Copy out the data below, changing every "photo" to "image" and leaving the rest as is. Leave out the pictures.

(Records from a data source)

○ ○ ○ ○

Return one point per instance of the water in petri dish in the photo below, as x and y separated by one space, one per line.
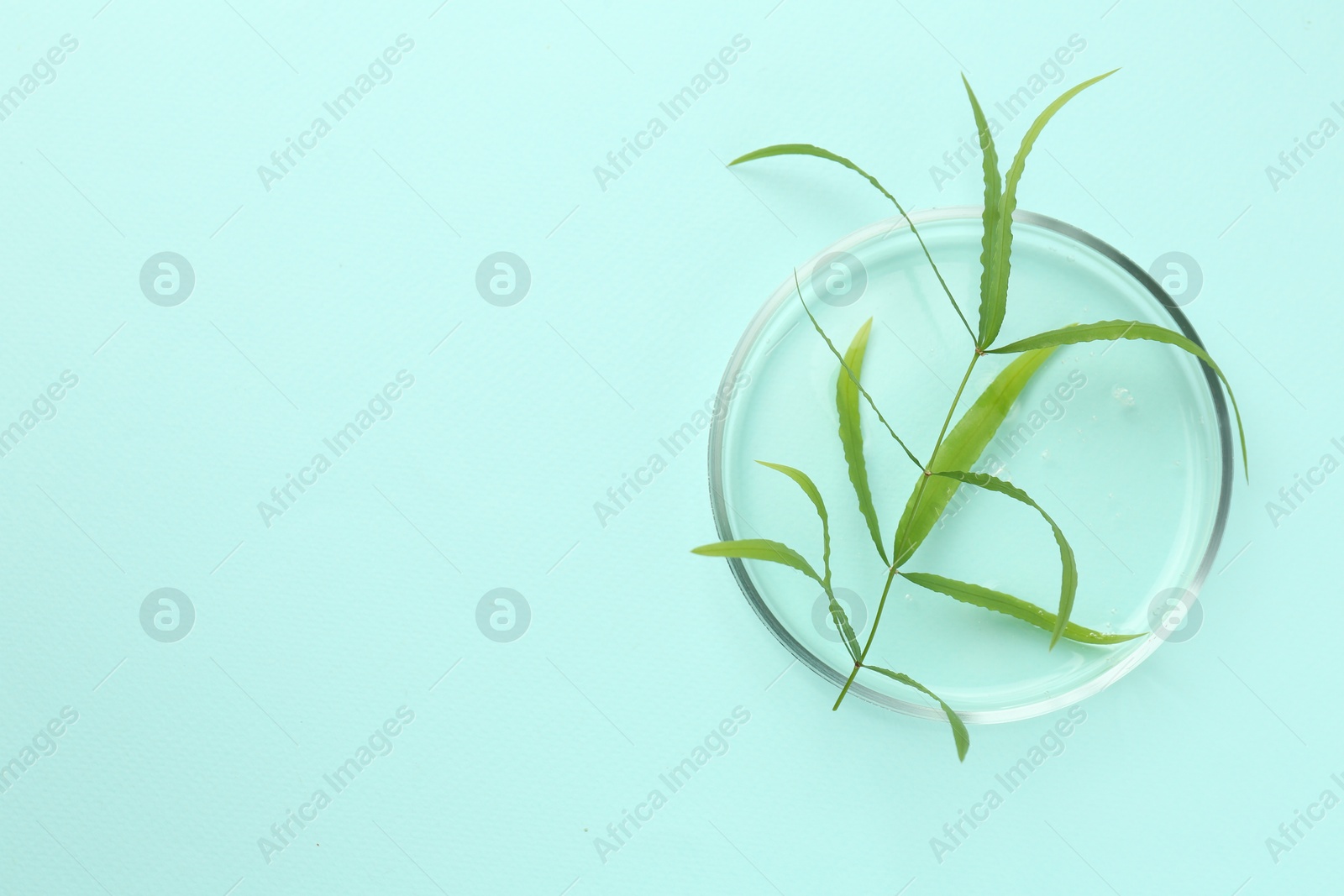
1122 443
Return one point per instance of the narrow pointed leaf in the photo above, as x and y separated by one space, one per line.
958 727
1005 604
808 149
759 550
837 613
851 432
992 214
1129 329
1068 575
999 257
853 376
815 496
961 448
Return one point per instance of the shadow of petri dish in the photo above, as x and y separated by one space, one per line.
1126 445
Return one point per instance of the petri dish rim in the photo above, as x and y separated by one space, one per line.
826 671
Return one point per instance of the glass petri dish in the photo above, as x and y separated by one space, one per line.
1126 445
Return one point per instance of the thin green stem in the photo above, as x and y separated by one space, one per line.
840 358
877 618
897 543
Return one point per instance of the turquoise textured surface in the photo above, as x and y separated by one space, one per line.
335 335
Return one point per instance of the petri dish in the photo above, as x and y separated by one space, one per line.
1126 445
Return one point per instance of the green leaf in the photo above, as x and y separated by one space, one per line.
853 376
851 432
1129 329
808 149
999 265
1068 577
991 217
961 448
958 727
759 550
837 613
1000 602
815 496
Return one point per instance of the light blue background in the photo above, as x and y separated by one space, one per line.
313 295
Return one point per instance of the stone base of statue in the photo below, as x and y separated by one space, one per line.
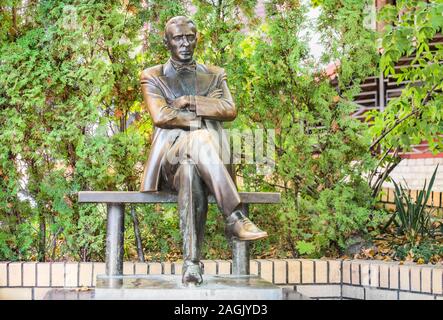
170 287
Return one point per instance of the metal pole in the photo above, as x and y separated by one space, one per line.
114 239
240 252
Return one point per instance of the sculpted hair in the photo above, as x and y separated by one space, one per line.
179 20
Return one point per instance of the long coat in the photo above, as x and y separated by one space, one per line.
160 85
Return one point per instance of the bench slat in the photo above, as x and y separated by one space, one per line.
164 197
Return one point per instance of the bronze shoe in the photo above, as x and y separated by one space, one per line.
192 273
239 227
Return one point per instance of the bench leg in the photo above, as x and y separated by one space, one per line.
114 239
240 253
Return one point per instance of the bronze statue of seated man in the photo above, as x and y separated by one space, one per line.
188 102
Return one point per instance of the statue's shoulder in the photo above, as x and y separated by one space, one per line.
152 72
212 69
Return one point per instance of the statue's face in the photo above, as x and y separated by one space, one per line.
181 40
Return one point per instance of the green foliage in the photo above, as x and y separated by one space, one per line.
416 115
69 87
422 252
415 220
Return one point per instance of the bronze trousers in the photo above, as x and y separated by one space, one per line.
193 168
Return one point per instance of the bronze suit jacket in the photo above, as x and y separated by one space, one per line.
159 87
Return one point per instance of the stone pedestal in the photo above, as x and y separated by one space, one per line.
170 287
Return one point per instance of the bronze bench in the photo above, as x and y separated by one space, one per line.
116 201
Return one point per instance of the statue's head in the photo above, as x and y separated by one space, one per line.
181 38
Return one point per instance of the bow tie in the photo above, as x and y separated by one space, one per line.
184 67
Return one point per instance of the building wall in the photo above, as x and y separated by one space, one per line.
416 171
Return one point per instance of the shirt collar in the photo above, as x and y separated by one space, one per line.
184 66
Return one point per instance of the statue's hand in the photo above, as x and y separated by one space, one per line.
217 93
181 103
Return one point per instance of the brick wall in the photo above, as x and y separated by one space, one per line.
318 279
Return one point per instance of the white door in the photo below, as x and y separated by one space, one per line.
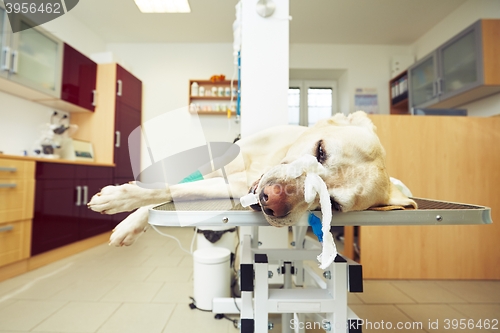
310 101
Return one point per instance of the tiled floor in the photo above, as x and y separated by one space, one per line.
145 288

○ ○ ○ ○

◆ Answer to this exercise ◆
Return one point per instance of the water in petri dish in the image below, as x and y separated by one space, one per line.
1122 443
Return one point per instance of the narrow pointed leaf in the image above, as x and y separated by one space, one per line.
958 727
1005 604
808 149
759 550
837 613
851 432
992 214
1129 329
1068 575
999 257
853 376
815 496
961 448
Return one point per instance of the shadow of petri dish in the image above, as x and y separated by one space, one per line.
1126 445
Return one point per instance of the petri dish rim in the image above, as x and y separated by one space, one per line.
826 671
Return one point per instance of the glass petri dish in the image above, as x and y separated by one space, one per line.
1126 445
Return one point per instance of the thin green stem in the image above, as x and y separated by one space, one per line.
840 358
877 618
897 543
Return one point per instance of the turquoise textured surface in the image above, as x and y separated by one space, one per line.
335 335
Return one point per instance of the petri dish in the image above, as x and y separated by one space, one per line.
1126 445
Return one point per instance of the green leaf in the image above, as x and y separated by one space, one per line.
853 376
851 432
1129 329
808 149
999 265
1068 577
991 217
961 448
958 727
759 550
837 613
1000 602
815 496
Return one point per instance of the light blue background in the image above, as x and y separated by one space, one per line.
313 295
Return one point per instance of the stone base of statue in the image below, as x and y separated by one space, one per line.
170 287
Return one point per instance of the metal pole in the image above, as x and y separated by one space, one per line.
114 239
240 252
Return one point per instance of the sculpted hair in the image above, as x and y separated by one space, one per line.
179 20
Return one point per instance of the long coat in the image above, as x and y separated by one space, one per line.
160 85
Return one point per instance of the bench slat in the image above, as x and y separated by one space, one per line.
164 197
Return one point per instance of the bronze shoe in the image above, as x and y separated by one space, one per line.
192 273
239 227
Return one point per instance of the bench leg in the image above, as x and y separated by one space, one per line.
114 239
240 253
Return one point per instance of the bronze statue of seated man in the image above, as x and y separated by one space, one per line.
188 102
Return one point per instance of the statue's shoulder in the image above, as x and y separated by one space, one per line.
152 72
212 69
Return one point per instance of the statue's face in the image above, as x and y separated by one space, one per line.
181 40
Return one point per instance of the green foliage in the image above, as x and y separated by one space, one per line.
416 115
69 87
422 252
415 220
Return one point per instance of the bronze trousers in the image above, as x and y separated by one space, one per line.
193 168
Return one point per instance of the bronze suit jacket in the image above, as x and y separated by one space, one per line.
159 87
Return one point per instance of the stone pedestal in the image above, as x and y separated by one space, one per line.
170 287
Return one point per instance of the bronze bench in the image above, as x and y separated by one space, one per line.
116 201
Return one point per instance of the statue's head in the image above, as x and y separated by one space, one per line.
181 38
Return one point per instance of the bow tie in the image above, as x and y separated by one space, one per line.
184 67
Return one point per instance of the building wall in the image above, as x and y separated by one space, one per line.
416 171
Return one point per instance of the shirt collar in the image above, as x and y separated by one space, one per line.
184 66
Return one point per instance of the statue's hand in the image above, as x and y separated by one space, one per line.
217 93
181 103
Return one point per instance of the brick wall in the image above, as x and y separated by one space, one per line.
318 279
Return one point per instance of the white door in the image below, as x and y separated by one space, one per line.
310 101
Return one point per instance of the tiled floor in the image above, as x and y separated by one space, one per line.
145 288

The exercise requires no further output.